Dentro da OMV existem também Colégios de Especialidades. Estes serão alargados/reformulados?
Face aos resultados verificados até ao momento, resolvemos ouvir os presidentes das Comissões Instaladoras sobre a sua opinião em relação ao avanço ou retrocesso deste processo. Todos entenderam que o processo tem de ser reavaliado, havendo a necessidade de aferir se há condições reais para se atribuírem títulos de especialistas ou se é necessária alguma reconversão.
Quanto à criação de novas especialidades, talvez venha a acontecer, porque hoje em dia há uma evolução da medicina veterinária nesse sentido, pelo que há que averiguar da real necessidade e se será uma mais-valia para a nossa actividade. Não há ainda a necessidade de alguém se dedicar apenas a um campo da medicina, como a cardiologia ou oftalmologia, embora possa ter especial aptidão para a mesma, continua a fazer medicina generalista.

E que grandes mudanças se verificaram com a adopção do Processo de Bolonha?
A emissão de um diploma pela universidade conferia o grau académico de licenciatura. Com a adaptação ao Processo de Bolonha, transformou-se num mestrado integrado, em que ao fim de três anos é emitido o diploma de licenciatura, sem saída profissional. Pressupõe uma formação científica e técnica consistentes e que seja reconhecida pelo Sistema Europeu de Avaliação (EAEVE/FVE) pois, só assim, a OMV poderá considerar a atribuição da carteira profissional e do título de Médico Veterinário.
A Ordem tem consciência dos grandes desafios a que os médicos veterinários estão sujeitos, pelo que só com uma boa qualificação e permanente actualização de conhecimentos poderão ser dadas as respostas adequadas.

==*==

→ Tarefas obrigatórias:
**A.** De acordo com o texto sobre a OMV, em que se transformou o curso com a adaptação ao Processo de Bolonha?
**B.** Prolongue o texto sobre a OMV a partir da sua última frase.

→ Secção de dados:

==*==

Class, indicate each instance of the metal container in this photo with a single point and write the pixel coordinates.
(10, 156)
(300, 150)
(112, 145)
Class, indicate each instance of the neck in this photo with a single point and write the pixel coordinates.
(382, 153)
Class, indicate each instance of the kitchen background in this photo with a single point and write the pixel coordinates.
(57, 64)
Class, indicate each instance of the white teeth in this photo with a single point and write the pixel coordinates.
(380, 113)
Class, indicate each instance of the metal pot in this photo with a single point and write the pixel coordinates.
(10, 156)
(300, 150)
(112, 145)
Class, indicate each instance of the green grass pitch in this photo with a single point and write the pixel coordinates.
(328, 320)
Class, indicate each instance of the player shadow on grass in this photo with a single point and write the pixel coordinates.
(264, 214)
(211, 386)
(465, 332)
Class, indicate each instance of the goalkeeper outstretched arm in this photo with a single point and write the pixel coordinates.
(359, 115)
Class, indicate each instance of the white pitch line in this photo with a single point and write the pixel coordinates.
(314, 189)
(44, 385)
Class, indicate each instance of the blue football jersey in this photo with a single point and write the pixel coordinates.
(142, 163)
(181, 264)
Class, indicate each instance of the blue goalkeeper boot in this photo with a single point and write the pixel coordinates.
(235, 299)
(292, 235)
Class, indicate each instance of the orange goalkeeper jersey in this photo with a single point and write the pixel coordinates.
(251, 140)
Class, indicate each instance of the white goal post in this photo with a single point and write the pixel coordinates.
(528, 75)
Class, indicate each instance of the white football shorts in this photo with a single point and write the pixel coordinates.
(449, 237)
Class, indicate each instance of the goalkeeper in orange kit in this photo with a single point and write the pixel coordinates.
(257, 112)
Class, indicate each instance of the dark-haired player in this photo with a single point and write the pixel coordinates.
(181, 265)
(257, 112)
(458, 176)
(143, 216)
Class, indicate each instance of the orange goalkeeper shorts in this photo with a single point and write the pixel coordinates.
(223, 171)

==*==

→ Respostas às tarefas:
**A.** Transformou-se num mestrado integrado, em que ao fim de três anos é emitido o diploma de licenciatura, sem saída profissional.

**B.**
Contudo, também se verifica que a colocação dos médicos veterinários recém-formados tem vindo a diminuir, uma preocupação crescente para a OMV, dão que saem cerca de 200 médicos veterinários por ano e o mercado não tem capacidade para os absorver a todos.
De há alguns anos a esta parte que os colegas vêm sentindo dificuldades na obtenção do primeiro emprego e a OMV tem identificados cerca de 160 médicos veterinários que foram trabalhar para o estrangeiro, sobretudo para o Reino Unido e para a Irlanda.

Que instrumentos a OMV tem para apoiar os médicos veterinários com dificuldade em encontrar emprego?
A manter-se a actual situação, a OMV terá de fazer uma chamada de atenção ao ministro da tutela. É óbvio que entendemos o desejo do Governo de que a população tenha formação superior, mas se não tiver emprego…
No caso dos jovens desempregados, como não há muitas saídas, também não há bolsa de emprego, daí que não seja frequente estes procurarem-nos em busca de um conselho ou solução, pois normalmente fazem-no nas diferentes associações.

No fundo, quais são os grandes problemas que enfrentam os médicos veterinários actualmente?
Além da falta de colocação e do nível de desemprego, é o facto de os seus rendimentos serem cada vez mais reduzidos, tendo em conta a formação superior e as suas responsabilidades na sociedade: salvaguarda da saúde pública e animal, do bem-estar animal.

Recandidatura?

Do programa eleitoral contava ainda a criação de um Conselho Consultivo…
O Conselho Consultivo não será um órgão da OMV, mas de apoio ao Conselho Directivo que irá reunir elementos de todos os sectores profissionais, associações, instituições de ensino, etc., a quem possamos colocar questões e receber informações sobre medidas a adoptar. Ainda não está constituído, mas já temos algumas ideias quanto ao número de membros e amplitude que este virá a ter.

Um mandato de um ano não lhe parece curto para tantas medidas que pretende adoptar?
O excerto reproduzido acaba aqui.